Echo back, word for word and in full, the personal essay below about learning to speak up.

## Text segment
BEGIN

There was a time when I was a scared little rabbit. Most people who know me from my youth remember a quite and shy person. Those who have been acquainted with me in my adult years would be shocked to know that I was once afraid of my own shadow. I suppose that I was essentially forced to change my ways by circumstance.
I had always relied on my mother to fight battles for the family. She was daring, willingly to face down any challenge. She always told us not to be intimidated by anyone because people are just people. For whatever reason I still felt somehow less than and never wanted to actually confront any issues. I learned how to hide in the shadows and just be comfortable not rocking the boat.
My first foray into speaking up for what I believed came in Debate class. I found that if I researched a topic I felt strong enough to voice persuasive arguments and to refute opposing ideas. It was as though I was able to create an alternative persona when I was engaged in formal debate just long enough to present my arguments. I discovered that I was actually fairly good at speaking up for myself.

END

## Records
BEGIN

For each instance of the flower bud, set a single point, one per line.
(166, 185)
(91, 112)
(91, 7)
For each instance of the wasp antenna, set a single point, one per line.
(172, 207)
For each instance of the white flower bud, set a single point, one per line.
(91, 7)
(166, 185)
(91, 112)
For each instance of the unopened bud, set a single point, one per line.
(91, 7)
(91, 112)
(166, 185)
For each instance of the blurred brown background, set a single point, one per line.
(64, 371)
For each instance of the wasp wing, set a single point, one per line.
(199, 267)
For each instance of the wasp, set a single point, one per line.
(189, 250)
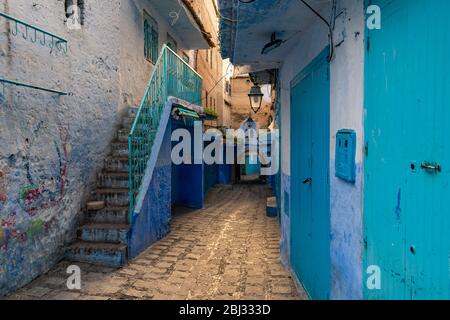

END

## Result
There was a time when I was a scared little rabbit. Most people who know me from my youth remember a quite and shy person. Those who have been acquainted with me in my adult years would be shocked to know that I was once afraid of my own shadow. I suppose that I was essentially forced to change my ways by circumstance.
I had always relied on my mother to fight battles for the family. She was daring, willingly to face down any challenge. She always told us not to be intimidated by anyone because people are just people. For whatever reason I still felt somehow less than and never wanted to actually confront any issues. I learned how to hide in the shadows and just be comfortable not rocking the boat.
My first foray into speaking up for what I believed came in Debate class. I found that if I researched a topic I felt strong enough to voice persuasive arguments and to refute opposing ideas. It was as though I was able to create an alternative persona when I was engaged in formal debate just long enough to present my arguments. I discovered that I was actually fairly good at speaking up for myself.